**Liste des tâches**:
1 - Résumez l'arrêt de la cour d'appel en deux phrases.
2 - D'après l'arrêt de la cour d'appel, à quelle date l'affaire a-t-elle été débattue en audience publique ?
3 - Poursuivez la rédaction de l'arrêt de la cour d'appel à la suite de sa dernière phrase.

**Texte affiché**:
27 février 2023
Cour d'appel de Saint-Denis de la Réunion
RG n° 21/00768

Chambre civile TGI

Texte de la décision

ARRÊT N°23/

YC



R.G : N° RG 21/00768 - N° Portalis DBWB-V-B7F-FRNA





[U]



C/



[O]

[O]

[U]























COUR D'APPEL DE SAINT - DENIS



ARRÊT DU 27 FEVRIER 2023



Chambre civile TGI





Appel d'une décision rendue par le TRIBUNAL DE GRANDE INSTANCE DE SAINT DENIS en date du 02 FEVRIER 2021 suivant déclaration d'appel en date du 04 MAI 2021 RG n° 19/02296





APPELANT :



Monsieur [W] [I] [N] [U]

[Adresse 3]

[Localité 6]

Représentant : Me Caroline BOBTCHEFF de la SELARL CAROLINE BOBTCHEFF, avocat au barreau de SAINT-PIERRE-DE-LA-REUNION





INTIMÉS :



Monsieur [Y] [O]

[Adresse 1]

[Localité 8]

Représentant : Me Hélène ANDRIOT, avocat au barreau de SAINT-PIERRE-DE-LA-REUNION



Monsieur [L] [O]

[Adresse 2]

[Localité 5]

Représentant : Me Hélène ANDRIOT, avocat au barreau de SAINT-PIERRE-DE-LA-REUNION



Madame [R] [U]

[Adresse 4]

[Localité 7]

Représentant : Me Hélène ANDRIOT, avocat au barreau de SAINT-PIERRE-DE-LA-REUNION





DATE DE CLÔTURE : 28/04/2022





DÉBATS : en application des dispositions des articles 804 et 805 du code de procédure civile, l'affaire a été débattue à l'audience publique du 18 novembre 2022 devant Monsieur CATTIN Yann, Président de chambre à la chambre d'appel de Mamoudzou délégué à la cour d'appel de Saint-Denis par ordonnance de Monsieur le Premier Président, assisté de Madame Nathalie BEBEAU, Greffière, les parties ne s'y étant pas opposées.



Ce magistrat a indiqué, à l'issue des débats, que l'arrêt sera prononcé, par sa mise à disposition au greffe le 27 février 2023.





Il a été rendu compte des plaidoiries dans le délibéré de la cour, composée de :





Président : Monsieur Yann CATTIN, Président de chambre

Conseiller : Madame Nathalie COURTOIS, Présidente de chambre

Conseiller : Madame Nathalie BRUN, Conseillère



Qui en ont délibéré



Arrêt : prononcé publiquement par sa mise à disposition des parties le 27 février 2023.





* * *



LA COUR



Faits et procédure



Mme [J] [P], née à [Localité 10], le 9 septembre 1956, est décédée à [Localité 12] le 26 mars 2007, laissant pour recueillir sa succession:

- Son conjoint survivant, M. [W] [U], avec lequel elle était mariée sous le régime de communauté réduite aux acquêts, à défaut de contrat de mariage, préalable à leur union célébrée à la mairie de [Localité 11] le 31 mars 1990,

- Et ses trois enfants :


M. [Y] [D] [X] [O],

M. [L] [T] [O], tous deux issus de sa relation avec M. [V] [O], de qui elle s'était séparée en janvier 1988,

Madame [R] [S] [B] [J] [U] issue de son union avec M. [W] [U],


ainsi qu'il résulte de l'acte de notoriété dressé après son décès par M. [M], notaire associé à [Localité 12], le 16 janvier 2008.

[Entrées de localisation d'objets dans des images]
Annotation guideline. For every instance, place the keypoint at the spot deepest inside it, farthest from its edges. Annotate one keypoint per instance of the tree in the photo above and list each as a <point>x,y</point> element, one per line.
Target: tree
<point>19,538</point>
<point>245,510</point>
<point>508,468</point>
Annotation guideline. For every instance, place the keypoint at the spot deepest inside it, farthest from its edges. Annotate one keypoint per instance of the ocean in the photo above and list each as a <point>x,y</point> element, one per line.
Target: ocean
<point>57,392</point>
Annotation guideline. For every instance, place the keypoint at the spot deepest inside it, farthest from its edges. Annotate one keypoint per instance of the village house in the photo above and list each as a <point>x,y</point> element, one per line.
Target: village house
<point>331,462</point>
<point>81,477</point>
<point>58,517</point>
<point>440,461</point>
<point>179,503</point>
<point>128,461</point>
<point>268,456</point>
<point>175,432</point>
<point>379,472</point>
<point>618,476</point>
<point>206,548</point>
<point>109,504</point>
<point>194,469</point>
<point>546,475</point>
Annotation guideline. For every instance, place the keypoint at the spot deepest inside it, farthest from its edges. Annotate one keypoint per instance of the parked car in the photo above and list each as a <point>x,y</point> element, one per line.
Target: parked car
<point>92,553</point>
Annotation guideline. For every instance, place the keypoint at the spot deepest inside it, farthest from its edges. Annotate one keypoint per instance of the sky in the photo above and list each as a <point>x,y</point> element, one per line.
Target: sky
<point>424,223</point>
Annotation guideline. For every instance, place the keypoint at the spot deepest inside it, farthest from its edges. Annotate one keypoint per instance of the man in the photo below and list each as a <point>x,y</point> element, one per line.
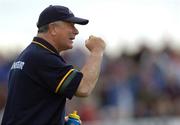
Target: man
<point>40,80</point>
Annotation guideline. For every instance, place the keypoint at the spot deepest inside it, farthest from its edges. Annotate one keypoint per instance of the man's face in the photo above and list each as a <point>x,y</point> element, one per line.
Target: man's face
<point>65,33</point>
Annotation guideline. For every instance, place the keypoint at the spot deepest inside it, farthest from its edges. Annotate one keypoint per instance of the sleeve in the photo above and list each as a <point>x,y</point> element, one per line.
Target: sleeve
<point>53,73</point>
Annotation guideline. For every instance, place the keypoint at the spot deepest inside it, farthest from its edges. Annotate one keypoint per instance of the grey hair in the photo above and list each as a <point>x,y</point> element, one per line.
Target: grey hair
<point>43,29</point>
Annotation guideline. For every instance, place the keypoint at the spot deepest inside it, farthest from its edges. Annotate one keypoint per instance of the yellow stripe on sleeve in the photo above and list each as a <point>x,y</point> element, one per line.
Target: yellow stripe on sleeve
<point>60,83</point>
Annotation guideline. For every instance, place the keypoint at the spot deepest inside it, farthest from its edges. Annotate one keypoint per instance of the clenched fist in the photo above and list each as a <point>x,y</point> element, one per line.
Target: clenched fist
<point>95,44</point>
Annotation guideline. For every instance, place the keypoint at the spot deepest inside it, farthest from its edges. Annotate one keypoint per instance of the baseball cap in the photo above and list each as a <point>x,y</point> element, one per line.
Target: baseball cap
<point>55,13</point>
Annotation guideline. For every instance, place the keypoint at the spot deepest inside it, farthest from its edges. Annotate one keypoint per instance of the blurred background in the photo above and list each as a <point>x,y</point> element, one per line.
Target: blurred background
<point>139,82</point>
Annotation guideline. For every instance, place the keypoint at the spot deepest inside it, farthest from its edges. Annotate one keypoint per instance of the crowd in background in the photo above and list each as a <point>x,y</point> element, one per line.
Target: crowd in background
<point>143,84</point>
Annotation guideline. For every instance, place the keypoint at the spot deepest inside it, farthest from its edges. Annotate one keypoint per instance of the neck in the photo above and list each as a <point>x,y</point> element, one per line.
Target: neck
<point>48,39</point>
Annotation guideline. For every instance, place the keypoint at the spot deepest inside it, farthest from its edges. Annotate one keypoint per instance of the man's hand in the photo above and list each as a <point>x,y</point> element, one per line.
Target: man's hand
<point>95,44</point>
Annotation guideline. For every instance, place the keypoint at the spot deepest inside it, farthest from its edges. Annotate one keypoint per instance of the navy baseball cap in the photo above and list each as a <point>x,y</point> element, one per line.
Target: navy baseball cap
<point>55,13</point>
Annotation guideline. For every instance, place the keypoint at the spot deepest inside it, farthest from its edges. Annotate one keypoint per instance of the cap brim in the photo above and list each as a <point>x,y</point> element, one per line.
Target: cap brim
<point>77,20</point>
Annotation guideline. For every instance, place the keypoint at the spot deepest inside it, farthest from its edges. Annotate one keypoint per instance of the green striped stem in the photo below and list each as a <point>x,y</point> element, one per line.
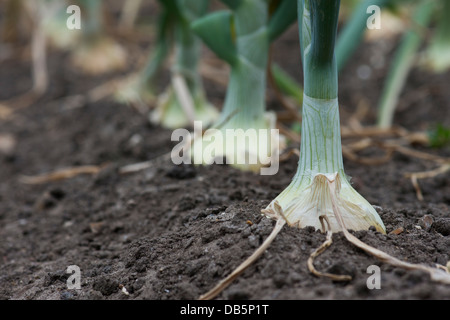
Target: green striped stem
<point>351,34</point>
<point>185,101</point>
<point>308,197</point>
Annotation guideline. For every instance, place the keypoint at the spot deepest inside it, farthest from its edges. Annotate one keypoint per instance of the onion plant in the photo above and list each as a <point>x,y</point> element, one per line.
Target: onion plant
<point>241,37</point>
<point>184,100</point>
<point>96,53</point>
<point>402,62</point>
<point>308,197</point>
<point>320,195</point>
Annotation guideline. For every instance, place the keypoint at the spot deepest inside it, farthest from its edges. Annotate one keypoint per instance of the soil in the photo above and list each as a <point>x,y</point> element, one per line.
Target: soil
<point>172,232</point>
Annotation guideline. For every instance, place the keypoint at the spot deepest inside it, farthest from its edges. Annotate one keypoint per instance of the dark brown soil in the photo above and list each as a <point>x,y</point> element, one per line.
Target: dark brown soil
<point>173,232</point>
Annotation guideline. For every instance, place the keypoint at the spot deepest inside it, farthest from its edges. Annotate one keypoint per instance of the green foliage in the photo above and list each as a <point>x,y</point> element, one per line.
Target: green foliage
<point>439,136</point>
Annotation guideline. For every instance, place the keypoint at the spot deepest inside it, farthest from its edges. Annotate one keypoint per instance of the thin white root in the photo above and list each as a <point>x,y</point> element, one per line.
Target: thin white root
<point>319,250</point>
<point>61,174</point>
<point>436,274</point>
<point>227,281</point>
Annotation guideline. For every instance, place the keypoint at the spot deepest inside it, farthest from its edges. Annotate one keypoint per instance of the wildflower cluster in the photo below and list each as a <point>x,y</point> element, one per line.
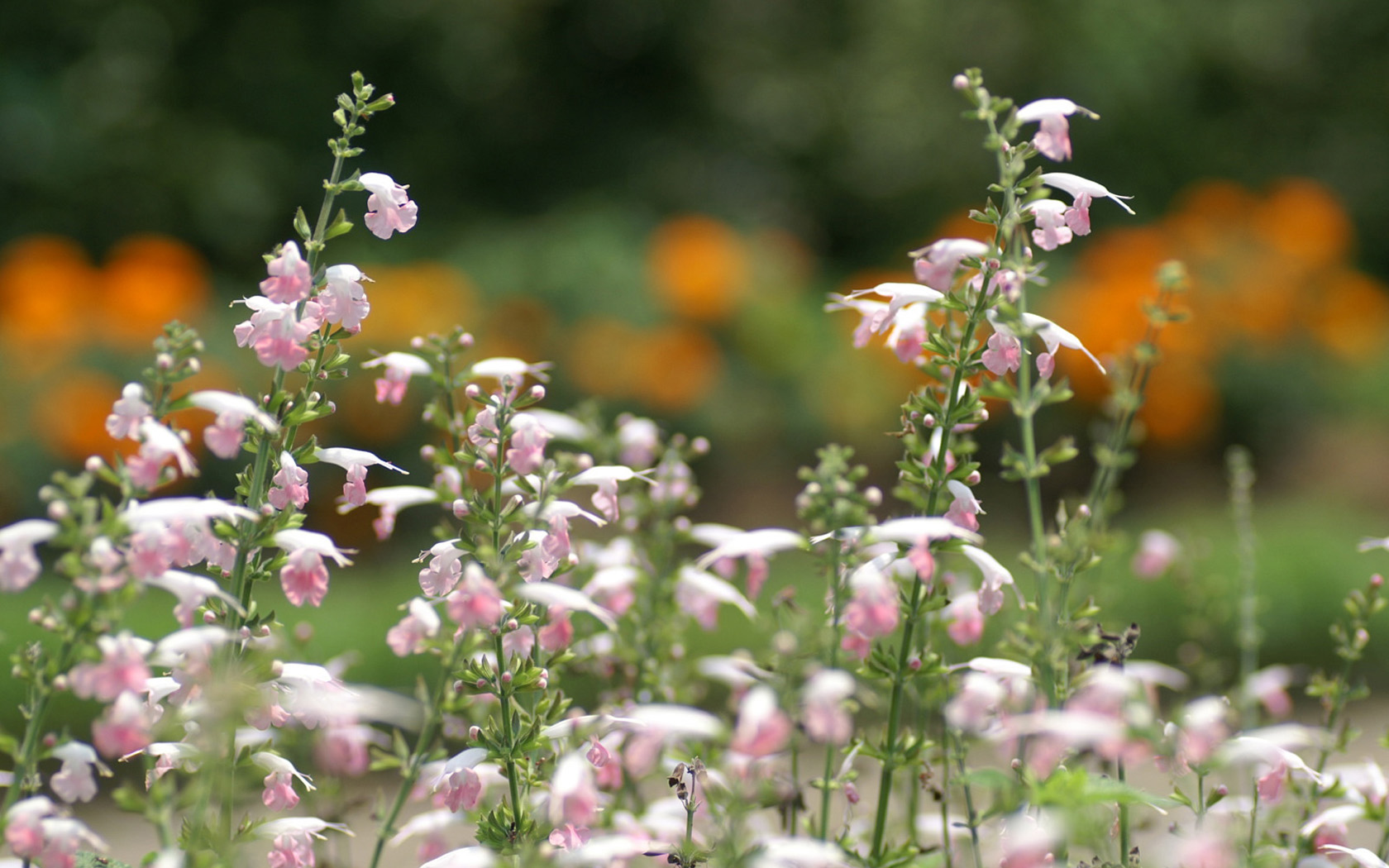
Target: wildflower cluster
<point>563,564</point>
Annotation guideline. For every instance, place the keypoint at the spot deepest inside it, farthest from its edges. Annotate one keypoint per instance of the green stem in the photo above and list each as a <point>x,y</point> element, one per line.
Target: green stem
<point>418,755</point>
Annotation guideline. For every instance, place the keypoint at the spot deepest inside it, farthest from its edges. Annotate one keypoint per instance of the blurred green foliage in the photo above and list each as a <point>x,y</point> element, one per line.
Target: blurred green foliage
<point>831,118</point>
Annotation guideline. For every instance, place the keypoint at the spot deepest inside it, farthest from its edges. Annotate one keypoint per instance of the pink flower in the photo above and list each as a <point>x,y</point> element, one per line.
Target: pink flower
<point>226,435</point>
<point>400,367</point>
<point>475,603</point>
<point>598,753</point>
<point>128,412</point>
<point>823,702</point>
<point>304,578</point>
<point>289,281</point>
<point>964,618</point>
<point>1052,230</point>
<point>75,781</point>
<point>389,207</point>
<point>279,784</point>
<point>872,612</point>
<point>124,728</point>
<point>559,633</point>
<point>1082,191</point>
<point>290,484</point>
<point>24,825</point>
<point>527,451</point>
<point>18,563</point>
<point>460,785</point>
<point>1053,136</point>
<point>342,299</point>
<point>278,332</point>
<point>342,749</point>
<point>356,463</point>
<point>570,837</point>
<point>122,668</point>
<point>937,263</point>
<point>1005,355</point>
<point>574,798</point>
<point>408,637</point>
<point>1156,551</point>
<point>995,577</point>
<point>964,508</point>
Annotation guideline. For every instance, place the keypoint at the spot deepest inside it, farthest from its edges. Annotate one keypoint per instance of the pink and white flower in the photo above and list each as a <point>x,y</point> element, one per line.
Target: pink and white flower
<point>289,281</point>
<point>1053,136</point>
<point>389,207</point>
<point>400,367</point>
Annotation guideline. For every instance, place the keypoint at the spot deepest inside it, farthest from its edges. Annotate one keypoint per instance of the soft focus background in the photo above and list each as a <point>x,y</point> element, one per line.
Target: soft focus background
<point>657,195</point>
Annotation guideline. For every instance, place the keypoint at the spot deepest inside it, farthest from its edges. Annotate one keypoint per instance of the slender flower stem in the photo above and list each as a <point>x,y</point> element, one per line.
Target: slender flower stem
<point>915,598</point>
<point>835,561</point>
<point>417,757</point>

**Réponses**:
1 - La cour d'appel de Saint-Denis de la Réunion statue le 27 février 2023 sur l'appel formé par M. [W] [I] [N] [U] contre une décision du tribunal de grande instance de Saint-Denis du 2 février 2021, les intimés étant M. [Y] [O], M. [L] [O] et Mme [R] [U]. Mme [J] [P], décédée le 26 mars 2007, a laissé pour recueillir sa succession son conjoint survivant, M. [W] [U], et ses trois enfants, ainsi qu'il résulte d'un acte de notoriété dressé le 16 janvier 2008.

2 - Le 18 novembre 2022.

3 -
En application de l'article 757 du code civil, les droits du conjoint survivant sont d'un quart en pleine propriété dans la succession de son épouse prédécédée.



Il dépend de la communauté ayant existé entre [J] [P] et M. [U] divers biens mobiliers dont des parts de société sud africaine, donnant droit à une villa à [Localité 9] (Afrique du Sud).



MM. [Y] [O], [L] [O] et Mme [R] [U] se sont rapprochés de leur beau-père et père en vue d'un partage de la succession de leur mère. Les échanges et réunions n'ont pas abouti.

Un procès-verbal de difficultés a été dressé par M. [A], notaire à [Localité 13], le 24 mai 2019, constatant le désaccord des parties.



Par acte d'huissier en date du 25 juin 2019, MM. [Y] [O], [L] [O] et Mme [R] [U] ont assigné M. [W] [U], et ont demandé au tribunal de :

- Constater que M. [W] [U] s'est opposé à toute solution de liquidation de succession,

- Déclarer leur demande recevable et bien fondée,

- Dire et juger que MM. [Y] [O], [L] [O] et Mme [R] [U] ne sont pas tenus de rester dans l'indivision,



En conséquence,

Prononcer la liquidation et le partage de la succession,

- Attribuer à :


M. [Y] [O] la de 40 985,65 euros,

M. [L] [O] la part de 40 985,65 euros,

Mme [R] [U] la part de 40 985,65 euros,

M. [W] [U] la somme 40 985,65 euros.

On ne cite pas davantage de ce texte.